引用文 =
○ ○ ○ ○
法華狼の日記

他名義は“ほっけ”等。主な話題は、アニメやネットや歴史認識の感想。ときどき著名人は敬称略。

『昭和史の深層 15の争点から読み解く』保阪正康著

ノンフィクション作家による2010年の平凡社新書。軍部内の衝突を利用して軍国主義化していく日本が、やがて満州事変から太平洋戦争へと突入し、サンフランシスコ平和条約が結ばれるまでの昭和史を、いったん個別の事例に注目してから普遍化している。
新書の頁数で15もの話題をあつかっているため、ひとつひとつの情報量はさすがに多くない。かわりに一般向けの通史から忘れられがちな視点を示し、逆に対立が激しい争点には原点へ立ち返るよううながし、問題提起と読めば密度が濃い内容だった。
著者は保守派でありつつも*1、敗戦直後に戦後民主主義を教えられた世代であることや、ソ連の脅威を意識しつづけた北海道出身であることを背景に、戦前日本や軍国主義は基本的に批判している。特に、各戦争犯罪の証拠がないという言説に対して、資料を隠滅した日本側に反論の資格はないという立場を何度となく明確にしている。


南京事件については、単純に少数説と多数説を両論併記しつつも*2、歴史研究が進んだ現在では広田弘毅の無力ぶりや松井石根の問題が厳しく見られるようになったと指摘。さらに東京裁判の弁護において、日本軍は綱紀粛正を命じたという資料を探したところ、他の資料とともに処分されており、隠滅したという回答文書を提出するしかなかったという皮肉な顛末を紹介している*3
沖縄戦については、北海道の部隊が多く投入されて戦死したことや、アイヌ兵士が沖縄の住民を救ったことを重視。そして本土決戦がおこなわれれば、非戦闘員が特攻や楯として使い捨てられたろうことを指摘。沖縄戦も実質的な「本土決戦」であったと位置づけ、集団自決命令の具体的な有無にかかわらず、住民は日本軍の犠牲になったのだと結論づけている。沖縄集団自決の教科書検定問題にさいして、抗議集会の直後に沖縄入りした経験談も興味深かった*4
従軍慰安婦については、全体像についてはアジア女性基金大沼保昭理事に依拠。証言収集者として、利用する兵士側の立場を重視。師団長がアンケートをとったところ兵士は女性よりも甘味をほしがったという証言や、女性に金だけわたして自由に読書する時間にあてていた学徒兵がいたという証言が、特に印象深かった*5。戦時や民族の問題とは本質的に関係ないとしつつも、かわりに「基本的には人権問題」と明確に評価しているし、きわめて不合理な強要をされた朝鮮人慰安婦には戦争や民族の問題をからませなければならないとも語っている*6
以前から昭和天皇を「平和勢力」と評価して反発されていることについては、「国体護持」が危うくなるような戦争はしないという教訓が現在の天皇にあるのではないか、と反論したりもしている*7。実質的に保身のための反戦と評価しているようなものか。
○ ○ ○ ○
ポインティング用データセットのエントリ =
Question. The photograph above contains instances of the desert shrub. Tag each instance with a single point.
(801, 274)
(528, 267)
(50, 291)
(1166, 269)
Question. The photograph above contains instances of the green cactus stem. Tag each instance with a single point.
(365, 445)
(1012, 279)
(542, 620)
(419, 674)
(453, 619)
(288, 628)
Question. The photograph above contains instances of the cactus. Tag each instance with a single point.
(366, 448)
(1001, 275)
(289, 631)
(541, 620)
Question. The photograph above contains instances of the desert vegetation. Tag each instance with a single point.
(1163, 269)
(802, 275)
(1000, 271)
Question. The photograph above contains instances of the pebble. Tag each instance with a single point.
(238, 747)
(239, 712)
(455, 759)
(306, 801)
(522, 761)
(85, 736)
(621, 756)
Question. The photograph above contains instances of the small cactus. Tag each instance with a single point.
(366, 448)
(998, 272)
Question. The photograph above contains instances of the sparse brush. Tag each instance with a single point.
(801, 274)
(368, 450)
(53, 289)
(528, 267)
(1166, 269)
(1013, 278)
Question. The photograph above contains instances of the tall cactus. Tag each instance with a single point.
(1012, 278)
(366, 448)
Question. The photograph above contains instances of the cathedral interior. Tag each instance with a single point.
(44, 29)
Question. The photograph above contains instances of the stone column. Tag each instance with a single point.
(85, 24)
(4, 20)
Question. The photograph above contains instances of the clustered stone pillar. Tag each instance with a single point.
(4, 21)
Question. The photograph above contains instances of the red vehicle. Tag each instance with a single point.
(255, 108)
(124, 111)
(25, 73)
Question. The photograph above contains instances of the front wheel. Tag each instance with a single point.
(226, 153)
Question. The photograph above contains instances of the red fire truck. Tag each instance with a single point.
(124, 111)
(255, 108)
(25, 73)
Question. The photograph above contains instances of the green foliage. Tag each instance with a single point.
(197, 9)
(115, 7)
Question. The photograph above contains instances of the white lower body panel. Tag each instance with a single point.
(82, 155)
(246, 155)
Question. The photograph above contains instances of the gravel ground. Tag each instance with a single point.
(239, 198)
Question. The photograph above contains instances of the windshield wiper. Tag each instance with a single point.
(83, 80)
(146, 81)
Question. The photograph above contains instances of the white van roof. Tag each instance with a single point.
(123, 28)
○ ○ ○ ○
目標 A = 上のエントリを、「truck. Tag each instance with a single point.」を含む行から始めてエントリの最後の行まで、一字も変えずに書き写してもらえますか？
目標 B = 上に引用した『昭和史の深層』の書評を、最後の文の次から書き継いでもらえますか？

最終回答 A =
Question. The photograph above contains instances of the red fire truck. Tag each instance with a single point.
(124, 111)
(255, 108)
(25, 73)
Question. The photograph above contains instances of the green foliage. Tag each instance with a single point.
(197, 9)
(115, 7)
Question. The photograph above contains instances of the white lower body panel. Tag each instance with a single point.
(82, 155)
(246, 155)
Question. The photograph above contains instances of the gravel ground. Tag each instance with a single point.
(239, 198)
Question. The photograph above contains instances of the windshield wiper. Tag each instance with a single point.
(83, 80)
(146, 81)
Question. The photograph above contains instances of the white van roof. Tag each instance with a single point.
(123, 28)

最終回答 B =
残念ながら、気にかかる部分もいくつかあった。
たとえば、ことさら中立であろうとする両論併記ぶりには、違和感をもった。特に、沖縄集団自決における曽野綾子著作を「実証的」と評するのは、いささか首をかしげる。やはり軍命があったという説も有力だと直後に指摘したり、名誉毀損裁判が被告の勝利で終わったと明記しているが、だからこそ曽野説を高く評価する意味がわからない。
また、昭和天皇吉田茂内閣の評価は高すぎると思った。昭和天皇の御心を忖度した軍部を批判しつつ、自身も皇室の平和への思いを忖度しているのではないかという矛盾も感じた。特に、沖縄戦で被害をこうむった住人へ同情する天皇発言を好意的に評価しているが、実際に犠牲になった沖縄県民には嫌悪感をもたれそうな発言にすぎず、当時の責任者を甘く見すぎていると感じた。
それでも全体としては慎重に留保しており、保守派として誠実たろうとしている。国内外で苦難の道を歩んだ人々によりそう態度でつらぬかれ、人権を重視するという線引きを守っているので、そこは安心して読める。断片的ながら独自の証言も多く*8、一般的な通史に補完する視点として刺激的で読みごたえがあった。

*1:左右の連立政権ゆえに崩壊した片山哲内閣について、「教条的左派の手によって葬られることになった」などと表現したりしている。182頁。

*2:さすがに捕虜虐殺合法説などにはくみしていない。

*3:著者が半藤一利らと東京裁判資料を調査してまとめた『「東京裁判」を読む』でくわしく論じているとのこと。

*4:タクシー等を利用して向かったため渋滞が発生し、集会場所に入れずに引き返した人もいたという。当時の沖縄タイムス記事にも似た趣旨の文章があった。http://d.hatena.ne.jp/hokke-ookami/20071004/1191538196

*5:238〜239頁。前者の証言はシンガポール作戦に従事した後にインドネシア方面へ派遣された兵士によるもの。

*6:247〜248頁。

*7:164頁。

*8:強制連行された中国人証言が描かれた章は重い。